Whenever a line below includes the string "bare", show it.

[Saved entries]
========================================================================

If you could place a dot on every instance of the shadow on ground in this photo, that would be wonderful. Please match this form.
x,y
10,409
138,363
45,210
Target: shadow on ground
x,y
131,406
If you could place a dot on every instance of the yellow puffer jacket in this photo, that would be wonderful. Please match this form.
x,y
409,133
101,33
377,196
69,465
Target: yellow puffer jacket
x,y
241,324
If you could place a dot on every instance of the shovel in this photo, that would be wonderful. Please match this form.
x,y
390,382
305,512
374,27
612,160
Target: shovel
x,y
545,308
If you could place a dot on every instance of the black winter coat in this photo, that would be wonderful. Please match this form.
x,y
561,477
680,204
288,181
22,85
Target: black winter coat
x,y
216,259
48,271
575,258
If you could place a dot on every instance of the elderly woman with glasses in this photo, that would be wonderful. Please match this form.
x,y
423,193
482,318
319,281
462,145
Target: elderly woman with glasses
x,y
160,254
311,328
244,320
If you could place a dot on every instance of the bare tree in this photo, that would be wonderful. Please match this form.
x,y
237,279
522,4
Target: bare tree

========================================================================

Your response -
If you could place a dot on every instance of the bare tree in this photo, that would be wonderful. Please match this form.
Target: bare tree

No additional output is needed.